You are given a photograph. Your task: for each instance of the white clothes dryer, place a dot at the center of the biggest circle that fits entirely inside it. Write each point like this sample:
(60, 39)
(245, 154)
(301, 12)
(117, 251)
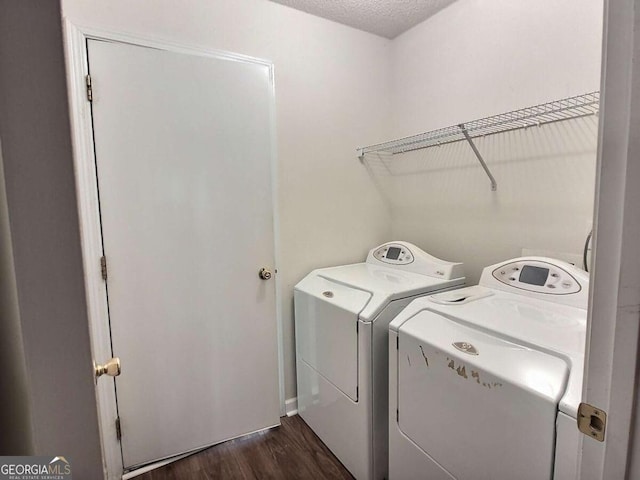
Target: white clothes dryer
(485, 381)
(342, 317)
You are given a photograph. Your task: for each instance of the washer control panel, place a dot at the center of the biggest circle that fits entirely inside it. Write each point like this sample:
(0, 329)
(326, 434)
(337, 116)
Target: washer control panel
(537, 276)
(394, 253)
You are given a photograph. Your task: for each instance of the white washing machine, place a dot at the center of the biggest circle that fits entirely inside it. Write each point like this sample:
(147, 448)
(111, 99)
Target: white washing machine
(342, 319)
(485, 381)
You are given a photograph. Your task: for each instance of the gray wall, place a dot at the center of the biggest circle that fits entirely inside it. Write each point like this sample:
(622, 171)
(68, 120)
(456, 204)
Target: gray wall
(41, 200)
(15, 419)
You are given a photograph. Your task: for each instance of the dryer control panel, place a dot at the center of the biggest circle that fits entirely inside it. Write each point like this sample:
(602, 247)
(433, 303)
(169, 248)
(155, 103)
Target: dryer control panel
(394, 253)
(541, 277)
(537, 276)
(409, 258)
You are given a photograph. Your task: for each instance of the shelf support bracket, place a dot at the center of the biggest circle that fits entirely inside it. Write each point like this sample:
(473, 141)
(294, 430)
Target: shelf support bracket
(494, 185)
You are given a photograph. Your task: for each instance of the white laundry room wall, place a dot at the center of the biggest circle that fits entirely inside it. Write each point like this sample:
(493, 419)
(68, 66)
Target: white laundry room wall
(478, 58)
(332, 87)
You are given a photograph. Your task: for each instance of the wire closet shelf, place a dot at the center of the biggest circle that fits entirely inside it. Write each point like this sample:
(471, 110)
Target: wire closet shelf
(557, 111)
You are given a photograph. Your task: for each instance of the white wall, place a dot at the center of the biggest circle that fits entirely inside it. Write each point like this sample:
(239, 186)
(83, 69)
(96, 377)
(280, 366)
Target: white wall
(482, 57)
(332, 93)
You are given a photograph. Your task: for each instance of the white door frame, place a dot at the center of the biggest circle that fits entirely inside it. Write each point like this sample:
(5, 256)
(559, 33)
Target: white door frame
(75, 40)
(614, 309)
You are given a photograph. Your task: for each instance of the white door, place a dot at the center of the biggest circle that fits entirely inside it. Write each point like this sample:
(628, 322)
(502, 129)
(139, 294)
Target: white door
(183, 147)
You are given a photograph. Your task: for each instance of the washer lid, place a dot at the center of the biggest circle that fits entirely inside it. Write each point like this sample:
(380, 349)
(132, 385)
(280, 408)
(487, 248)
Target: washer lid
(382, 283)
(326, 330)
(471, 400)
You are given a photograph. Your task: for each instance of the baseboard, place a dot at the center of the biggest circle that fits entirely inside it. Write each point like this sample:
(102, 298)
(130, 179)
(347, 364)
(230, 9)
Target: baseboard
(291, 406)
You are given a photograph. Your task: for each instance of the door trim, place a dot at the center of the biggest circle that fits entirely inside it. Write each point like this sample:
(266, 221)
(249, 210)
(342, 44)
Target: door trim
(75, 44)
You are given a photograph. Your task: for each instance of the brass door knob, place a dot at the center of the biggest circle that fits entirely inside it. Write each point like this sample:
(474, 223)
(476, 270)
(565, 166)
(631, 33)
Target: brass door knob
(111, 368)
(264, 274)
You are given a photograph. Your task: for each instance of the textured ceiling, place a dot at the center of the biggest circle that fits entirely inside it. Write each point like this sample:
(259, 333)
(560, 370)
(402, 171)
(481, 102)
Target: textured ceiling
(387, 18)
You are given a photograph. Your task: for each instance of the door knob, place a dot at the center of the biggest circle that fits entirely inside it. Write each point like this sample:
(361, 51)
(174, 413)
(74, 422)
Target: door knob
(111, 368)
(264, 274)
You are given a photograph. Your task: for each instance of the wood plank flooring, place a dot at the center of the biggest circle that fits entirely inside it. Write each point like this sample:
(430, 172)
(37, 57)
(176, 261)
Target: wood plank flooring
(291, 451)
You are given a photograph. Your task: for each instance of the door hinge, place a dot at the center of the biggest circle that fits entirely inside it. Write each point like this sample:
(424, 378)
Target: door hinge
(118, 429)
(89, 88)
(592, 421)
(103, 267)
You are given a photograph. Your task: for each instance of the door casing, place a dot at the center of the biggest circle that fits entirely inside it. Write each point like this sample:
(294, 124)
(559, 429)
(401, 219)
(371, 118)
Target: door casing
(75, 40)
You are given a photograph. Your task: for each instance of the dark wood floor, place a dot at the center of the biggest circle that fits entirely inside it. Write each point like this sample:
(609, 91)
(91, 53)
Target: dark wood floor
(291, 451)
==========
PROBLEM REQUIREMENTS —
Quote the records in their entirety, keeping the wording exact and excluding pictures.

THE SOLUTION —
You are given a photograph. Your task: for each instance of the white clothes dryer, place a dot at the center of the biggest circle that fits entirely inside it. Write each point like this sample:
(60, 39)
(245, 154)
(301, 12)
(117, 251)
Target: white clothes dryer
(485, 381)
(342, 317)
You are given a photograph. Your task: for each instance of the washer control panel, place a dot at the center of the biggest circle that fits entirely inside it. Write each point like this sample:
(0, 329)
(326, 434)
(337, 116)
Target: washer control panel
(537, 276)
(394, 253)
You are given a photograph. Your task: for each instance of the white washing machine, place a dot at the center of the biggest circle that fits entirely inside it. Write each point like this sample:
(147, 448)
(111, 99)
Target: white washing machine
(342, 319)
(485, 381)
You are given a photograph. Your task: for each instance of the gray wall, place a dot at the center of the biggest circle that fits entirely inside it. Write each point like this sample:
(622, 171)
(68, 120)
(456, 204)
Target: gray wall
(41, 200)
(15, 419)
You are given a photograph. Your task: for each instance of the dryer control panel, place a dot at the center of the biggest circle that fits entirely inside it. Write each point like this sample:
(602, 247)
(433, 303)
(169, 248)
(155, 103)
Target: dryer control panel
(394, 253)
(541, 277)
(537, 276)
(409, 258)
You are given a photograph. Your task: for each instance of the shelf support bracket, place a dot at the center of the biggest circle that fits entirely inside it. Write each point like this sample:
(473, 141)
(294, 430)
Target: shelf support bracket
(494, 185)
You are given a photograph. Your task: for each instance of the white laundry room wall, place a dot at the center of the biggest circle that fits entirely inside it. Write each point like this sample:
(493, 419)
(68, 66)
Target: white laundry room wall
(478, 58)
(332, 87)
You are given a photograph. Your task: for each instance of the wire closet shelf, place a dot at the center of the biggest circle that fits entirely inside it. Write each point like this sample:
(471, 110)
Target: wire closet shelf
(557, 111)
You are given a photograph. Your task: for each instance of the white wall, place a dot at the center of the biggest circle that fits entirely inside it. Write each point like this sample:
(239, 186)
(83, 69)
(96, 377)
(280, 366)
Target: white wall
(482, 57)
(332, 93)
You are given a photograph. Your task: for each instance of the white door frame, place a dot at the center of the biggest circle that fits entirely inside it. Write each point like this sample:
(5, 256)
(559, 33)
Target: white door frame
(75, 40)
(614, 309)
You are given a photograph. Your task: for each instance of the white door, place a dot at the center of the biggest circle that fits entirely inside it. Write each point like this sample:
(628, 322)
(502, 129)
(139, 294)
Target: white door
(183, 147)
You are given a photograph. Your task: for each instance of the washer lid, place a dot at the center of the biggest circle that fits entirely inside it. Write each point like this sample:
(380, 349)
(132, 385)
(280, 408)
(487, 248)
Target: washer lid
(382, 283)
(326, 330)
(471, 400)
You are given a photograph. Your task: for each instance of the baseboard, place a dot at the center of the biggest circle that fits entirely inside it. Write each point like this sample:
(102, 298)
(130, 179)
(347, 364)
(230, 9)
Target: baseboard
(291, 406)
You are given a photograph. Your task: for each instance of the door trim, place a dot at the center of the biggest circle that fits entirely inside it. Write each point like this sample:
(266, 221)
(249, 210)
(342, 44)
Target: door trim
(75, 44)
You are given a photograph. Your task: for each instance of the brass door knob, place a dot at the center of the biggest circle that fits entirely inside it. Write each point like this sample:
(474, 223)
(476, 270)
(565, 166)
(631, 33)
Target: brass door knob
(111, 368)
(264, 274)
You are given a photograph. Your task: for each instance of the textured ceiling, place a dot at the center of the biggest circle that fits entirely inside it. Write each point like this sample:
(259, 333)
(560, 370)
(402, 171)
(481, 102)
Target: textured ceiling
(387, 18)
You are given a photograph. Your task: for each instance of the door knob, place a dot at the center of the biggest circle that fits entirely inside it. Write each point like this sample:
(361, 51)
(174, 413)
(74, 422)
Target: door knob
(111, 368)
(264, 274)
You are given a photograph. Your task: for each instance of the wood plank flooring, place a dot at the center of the biggest circle that fits entirely inside it. Write each point like this sample:
(430, 172)
(37, 57)
(176, 261)
Target: wood plank flooring
(291, 451)
You are given a photograph. Your task: for each instance of the door hinge, place a dot at the center of the biggest circle that fits entirely inside it. Write each point like this sample:
(424, 378)
Target: door hinge
(118, 429)
(89, 88)
(592, 421)
(103, 267)
You are given a photograph. Your task: for each instance of the door casing, place a dot at the center of the biggest circle that fits entirely inside it. Write each point like this sample:
(294, 124)
(559, 429)
(401, 219)
(371, 118)
Target: door casing
(75, 40)
You are given a photograph. Your task: for each instance of the dark wood floor, place a dot at the center of the biggest circle that fits entirely inside it. Write each point like this sample:
(609, 91)
(91, 53)
Target: dark wood floor
(291, 451)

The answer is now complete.